Excerpts of location labeling data
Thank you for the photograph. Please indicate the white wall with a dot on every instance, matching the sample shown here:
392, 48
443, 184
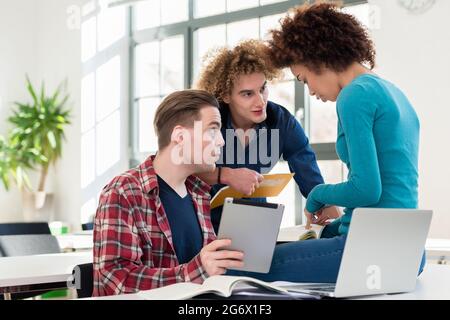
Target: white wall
38, 37
58, 53
35, 39
17, 45
413, 52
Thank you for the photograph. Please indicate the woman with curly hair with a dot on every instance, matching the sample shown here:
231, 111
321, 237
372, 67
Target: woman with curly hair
378, 129
238, 78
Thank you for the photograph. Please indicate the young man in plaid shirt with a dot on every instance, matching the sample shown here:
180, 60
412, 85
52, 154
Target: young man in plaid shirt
153, 226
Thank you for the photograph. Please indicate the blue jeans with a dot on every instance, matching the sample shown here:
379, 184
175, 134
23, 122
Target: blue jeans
309, 261
303, 261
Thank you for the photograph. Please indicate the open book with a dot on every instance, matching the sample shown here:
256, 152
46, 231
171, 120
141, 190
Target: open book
297, 233
271, 186
223, 286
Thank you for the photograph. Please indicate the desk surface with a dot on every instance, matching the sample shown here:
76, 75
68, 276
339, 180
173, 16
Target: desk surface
40, 269
433, 284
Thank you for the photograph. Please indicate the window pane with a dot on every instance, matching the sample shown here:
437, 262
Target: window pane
286, 197
108, 143
174, 11
204, 40
148, 141
108, 88
87, 102
283, 93
172, 64
88, 39
233, 5
111, 26
147, 69
323, 121
87, 158
264, 2
268, 23
205, 8
147, 14
332, 171
246, 29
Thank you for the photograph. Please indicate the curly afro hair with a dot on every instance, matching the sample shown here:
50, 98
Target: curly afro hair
321, 35
223, 66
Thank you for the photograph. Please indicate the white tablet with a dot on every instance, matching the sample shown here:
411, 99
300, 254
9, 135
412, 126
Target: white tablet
253, 229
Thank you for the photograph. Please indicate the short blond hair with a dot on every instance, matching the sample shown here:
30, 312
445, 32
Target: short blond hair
180, 108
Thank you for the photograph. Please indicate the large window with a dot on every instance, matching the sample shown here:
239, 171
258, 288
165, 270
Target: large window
170, 40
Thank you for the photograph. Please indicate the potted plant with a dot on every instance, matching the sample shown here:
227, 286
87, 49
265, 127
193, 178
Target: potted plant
35, 142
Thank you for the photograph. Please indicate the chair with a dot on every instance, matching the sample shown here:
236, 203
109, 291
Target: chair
28, 244
83, 276
9, 229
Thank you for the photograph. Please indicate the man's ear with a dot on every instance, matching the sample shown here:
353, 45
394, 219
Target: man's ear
178, 135
226, 98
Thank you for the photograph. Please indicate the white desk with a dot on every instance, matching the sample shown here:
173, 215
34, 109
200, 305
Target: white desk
30, 273
433, 284
76, 242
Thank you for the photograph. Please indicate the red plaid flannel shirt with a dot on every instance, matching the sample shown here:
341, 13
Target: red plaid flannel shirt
133, 248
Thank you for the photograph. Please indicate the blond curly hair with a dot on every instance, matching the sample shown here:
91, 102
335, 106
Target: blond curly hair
222, 66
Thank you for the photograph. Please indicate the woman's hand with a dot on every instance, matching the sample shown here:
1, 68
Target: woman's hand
242, 180
322, 217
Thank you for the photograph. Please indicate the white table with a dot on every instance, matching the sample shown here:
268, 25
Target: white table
76, 242
30, 273
433, 284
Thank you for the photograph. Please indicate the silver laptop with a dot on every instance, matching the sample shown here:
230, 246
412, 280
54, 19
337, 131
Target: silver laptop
253, 229
382, 254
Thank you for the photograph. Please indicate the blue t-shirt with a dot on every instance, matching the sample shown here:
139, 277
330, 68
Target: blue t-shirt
186, 232
279, 136
378, 140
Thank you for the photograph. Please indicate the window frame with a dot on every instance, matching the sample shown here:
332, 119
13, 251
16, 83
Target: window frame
324, 151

Work to be completed:
Reproduce exactly, with nothing added, the lines from the one that contains "white table with" to the end of the data.

Full response:
Thank you for the photograph. Please indicate the white table with a dot on every instance, matching the sample shown here:
268, 25
Target: white table
76, 242
30, 273
433, 284
Thank you for the photograph. Please indicate the silver laptop with a dot on every instance, matching the sample shown here:
230, 246
412, 280
54, 19
337, 131
Target: silver laptop
253, 229
382, 254
Thank you for the photograph. Please indicate the blue t-shirt with a dot on every instance, matching the sample shown here:
139, 277
330, 68
Target: blue t-shirt
186, 232
279, 136
378, 140
Thank you for the photograph. Please indicate the window frame with a dot on every instance, matching the sample shown here:
332, 119
13, 251
16, 83
Target: window frame
324, 151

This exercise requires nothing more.